_Job_
Starting at the line that contains "of the blonde", quote each line exactly through the last line of the entries, both included.

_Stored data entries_
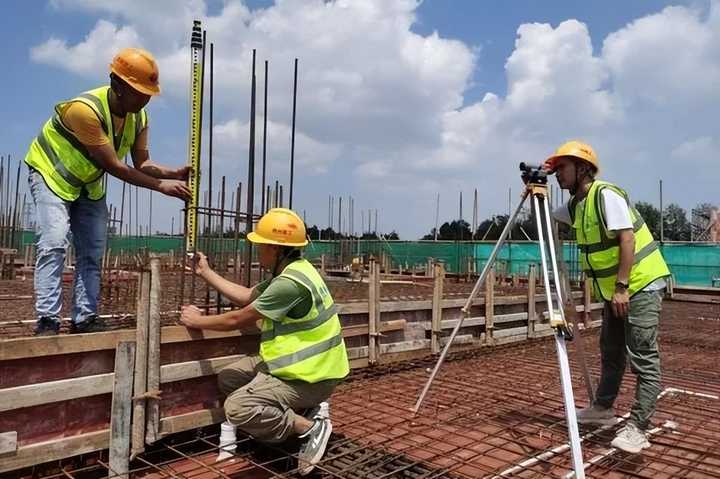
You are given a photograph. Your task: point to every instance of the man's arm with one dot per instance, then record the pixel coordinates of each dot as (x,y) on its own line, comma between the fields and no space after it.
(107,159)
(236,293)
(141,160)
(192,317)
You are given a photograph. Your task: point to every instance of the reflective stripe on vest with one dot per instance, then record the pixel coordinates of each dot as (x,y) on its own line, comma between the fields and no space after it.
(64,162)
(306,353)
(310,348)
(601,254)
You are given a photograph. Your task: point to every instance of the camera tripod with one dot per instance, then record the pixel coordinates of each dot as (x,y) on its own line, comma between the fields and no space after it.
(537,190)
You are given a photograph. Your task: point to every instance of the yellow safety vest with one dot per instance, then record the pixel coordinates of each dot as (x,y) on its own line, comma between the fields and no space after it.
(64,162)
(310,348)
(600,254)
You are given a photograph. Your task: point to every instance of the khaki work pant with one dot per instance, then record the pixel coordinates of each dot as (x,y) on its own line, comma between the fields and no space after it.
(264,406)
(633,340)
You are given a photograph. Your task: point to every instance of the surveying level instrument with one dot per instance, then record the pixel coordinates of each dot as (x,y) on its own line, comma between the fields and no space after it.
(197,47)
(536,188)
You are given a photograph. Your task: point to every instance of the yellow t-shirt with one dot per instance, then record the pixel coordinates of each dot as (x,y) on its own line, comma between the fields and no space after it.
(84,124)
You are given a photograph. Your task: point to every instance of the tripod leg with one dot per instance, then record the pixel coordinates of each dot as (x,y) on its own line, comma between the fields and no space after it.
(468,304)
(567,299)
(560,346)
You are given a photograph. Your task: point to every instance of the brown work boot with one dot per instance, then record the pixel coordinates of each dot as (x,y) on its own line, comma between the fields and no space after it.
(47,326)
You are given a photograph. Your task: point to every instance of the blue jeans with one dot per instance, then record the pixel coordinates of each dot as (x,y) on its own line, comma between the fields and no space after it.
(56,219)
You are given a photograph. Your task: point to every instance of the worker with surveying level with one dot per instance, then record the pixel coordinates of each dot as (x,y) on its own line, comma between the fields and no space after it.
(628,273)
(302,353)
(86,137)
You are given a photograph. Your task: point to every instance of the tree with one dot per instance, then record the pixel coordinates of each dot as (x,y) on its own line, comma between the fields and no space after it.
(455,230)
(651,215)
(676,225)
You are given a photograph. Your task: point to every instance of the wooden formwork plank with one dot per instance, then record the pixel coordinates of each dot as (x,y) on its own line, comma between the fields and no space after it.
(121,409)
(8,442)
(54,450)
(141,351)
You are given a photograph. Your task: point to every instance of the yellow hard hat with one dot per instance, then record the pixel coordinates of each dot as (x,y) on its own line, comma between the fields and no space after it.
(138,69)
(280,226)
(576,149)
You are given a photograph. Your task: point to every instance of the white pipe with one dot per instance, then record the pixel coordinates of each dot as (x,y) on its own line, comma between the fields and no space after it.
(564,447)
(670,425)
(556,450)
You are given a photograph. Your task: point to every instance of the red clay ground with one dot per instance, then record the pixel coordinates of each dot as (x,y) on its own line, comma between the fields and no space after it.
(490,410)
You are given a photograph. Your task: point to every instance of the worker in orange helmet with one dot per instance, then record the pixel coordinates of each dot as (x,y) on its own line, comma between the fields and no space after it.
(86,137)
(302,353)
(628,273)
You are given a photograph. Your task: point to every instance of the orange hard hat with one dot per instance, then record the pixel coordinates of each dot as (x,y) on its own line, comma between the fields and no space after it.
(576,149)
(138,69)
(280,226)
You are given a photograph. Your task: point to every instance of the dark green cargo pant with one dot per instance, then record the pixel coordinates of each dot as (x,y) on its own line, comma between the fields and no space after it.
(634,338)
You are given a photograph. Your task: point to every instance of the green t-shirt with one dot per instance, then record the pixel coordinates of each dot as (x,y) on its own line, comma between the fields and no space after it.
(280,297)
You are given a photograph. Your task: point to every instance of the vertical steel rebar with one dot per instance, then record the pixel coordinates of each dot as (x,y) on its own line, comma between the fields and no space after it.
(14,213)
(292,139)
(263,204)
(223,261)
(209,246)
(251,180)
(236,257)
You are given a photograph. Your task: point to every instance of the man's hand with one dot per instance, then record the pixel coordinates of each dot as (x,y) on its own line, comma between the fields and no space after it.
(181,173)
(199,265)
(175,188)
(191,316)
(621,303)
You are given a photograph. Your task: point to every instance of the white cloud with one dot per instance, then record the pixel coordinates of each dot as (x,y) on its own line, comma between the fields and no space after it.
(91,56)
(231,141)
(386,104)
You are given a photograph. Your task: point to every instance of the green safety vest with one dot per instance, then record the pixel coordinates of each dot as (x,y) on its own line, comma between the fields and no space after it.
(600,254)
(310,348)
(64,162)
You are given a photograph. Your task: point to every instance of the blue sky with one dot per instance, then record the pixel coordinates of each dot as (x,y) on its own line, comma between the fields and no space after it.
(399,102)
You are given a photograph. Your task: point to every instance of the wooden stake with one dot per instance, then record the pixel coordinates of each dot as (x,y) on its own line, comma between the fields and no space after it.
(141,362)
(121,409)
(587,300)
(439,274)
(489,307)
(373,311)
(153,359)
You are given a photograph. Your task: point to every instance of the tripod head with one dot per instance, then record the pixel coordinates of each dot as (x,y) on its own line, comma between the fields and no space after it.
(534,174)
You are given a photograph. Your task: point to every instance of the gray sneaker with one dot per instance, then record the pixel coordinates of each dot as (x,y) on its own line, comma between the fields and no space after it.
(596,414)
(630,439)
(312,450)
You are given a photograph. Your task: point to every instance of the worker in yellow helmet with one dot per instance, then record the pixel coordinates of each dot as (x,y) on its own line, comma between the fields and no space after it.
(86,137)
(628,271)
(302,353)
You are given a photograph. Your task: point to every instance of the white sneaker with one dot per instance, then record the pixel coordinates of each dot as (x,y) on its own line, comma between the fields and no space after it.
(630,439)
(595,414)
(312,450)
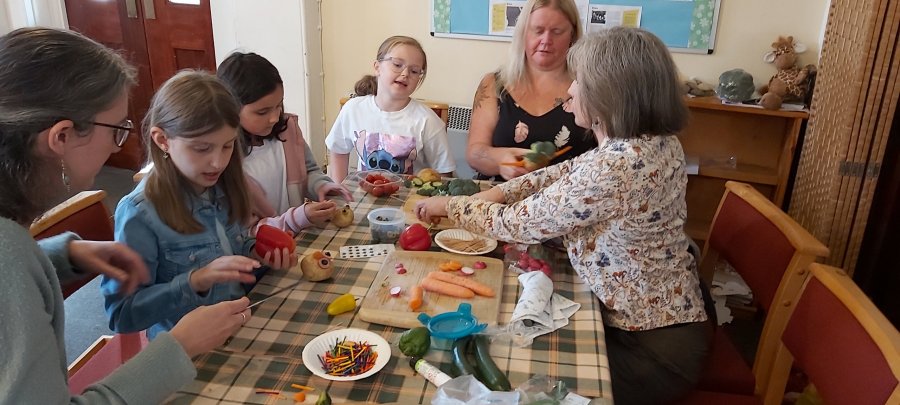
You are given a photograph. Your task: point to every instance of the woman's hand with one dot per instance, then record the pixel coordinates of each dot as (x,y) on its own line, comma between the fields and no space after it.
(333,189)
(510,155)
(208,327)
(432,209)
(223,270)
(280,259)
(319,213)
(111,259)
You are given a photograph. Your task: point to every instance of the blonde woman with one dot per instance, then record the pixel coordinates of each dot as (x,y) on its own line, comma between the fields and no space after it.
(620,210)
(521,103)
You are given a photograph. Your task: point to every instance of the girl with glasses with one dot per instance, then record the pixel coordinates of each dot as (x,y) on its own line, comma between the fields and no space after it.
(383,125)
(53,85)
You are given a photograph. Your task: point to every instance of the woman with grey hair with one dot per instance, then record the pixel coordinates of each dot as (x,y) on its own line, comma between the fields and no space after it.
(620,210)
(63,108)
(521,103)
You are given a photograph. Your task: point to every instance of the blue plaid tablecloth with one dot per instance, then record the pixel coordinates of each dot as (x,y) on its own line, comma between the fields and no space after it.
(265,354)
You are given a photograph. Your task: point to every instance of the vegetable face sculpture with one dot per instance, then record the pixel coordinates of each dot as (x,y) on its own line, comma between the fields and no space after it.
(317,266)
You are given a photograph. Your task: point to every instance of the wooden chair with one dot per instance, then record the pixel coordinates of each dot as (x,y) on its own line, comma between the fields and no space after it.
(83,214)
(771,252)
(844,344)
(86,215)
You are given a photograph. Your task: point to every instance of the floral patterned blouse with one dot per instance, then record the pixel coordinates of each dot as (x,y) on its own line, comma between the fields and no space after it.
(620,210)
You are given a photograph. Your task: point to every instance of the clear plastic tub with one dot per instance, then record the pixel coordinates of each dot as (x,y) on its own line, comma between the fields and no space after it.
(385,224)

_Correct output_
You are given a photograph. Your task: point to every instance of the blonde woman with one dot per instance, then record the pixel coordinates of each dot as (x,y) on its own line, comma between the fields and no space after it.
(620,210)
(521,103)
You are given a photograph. Your task: point to every instance of the girl with glasses with one dot per instance, then record the pixel coordinates of each dot as (x,y) on its own line, comma between the fields and no space after it.
(383,125)
(53,85)
You are given a photograph. Your task: point to every instance of the woman with grey hair with one dot per instance, then record the pixel coordinates of each dot as (x,y) on its own line, comma between the fields and no space after it.
(620,210)
(63,108)
(521,103)
You are given a photograph. Your task: point to every instance of the blue plaid tablecloth with one dot per instance, then record the pixel coordinates of each dot as (x,y) on its own line, comma between the fields and no space after it.
(265,354)
You are given a photograph. Your task: point to every instance of the vegetable face sculpture with one dot per instance, then record the pixel coordinates of each dot as (x,y) on its own line, comma between the fields and no space after it.
(317,266)
You are given a photograph. Your task: point to every instance of the wooden chair with one dot per instance, then record the pixel coordinates of each dot as (x,y) on its own line, comma between the fields and no space after it.
(83,214)
(771,252)
(844,344)
(86,215)
You are given a photograph. Your task: point to every instance of the floral patterned blouse with one dot per instance, then record the pixel coordinates of each dot as (x,y) on its own line, comma between the fields and no space after it.
(620,210)
You are given a photograph. Your task: point to every instance of the clear plastic tub with one dot per instance, then record the pixel coordinates of each dot as (x,y) on its own line, comma between the fields and no space after it.
(385,224)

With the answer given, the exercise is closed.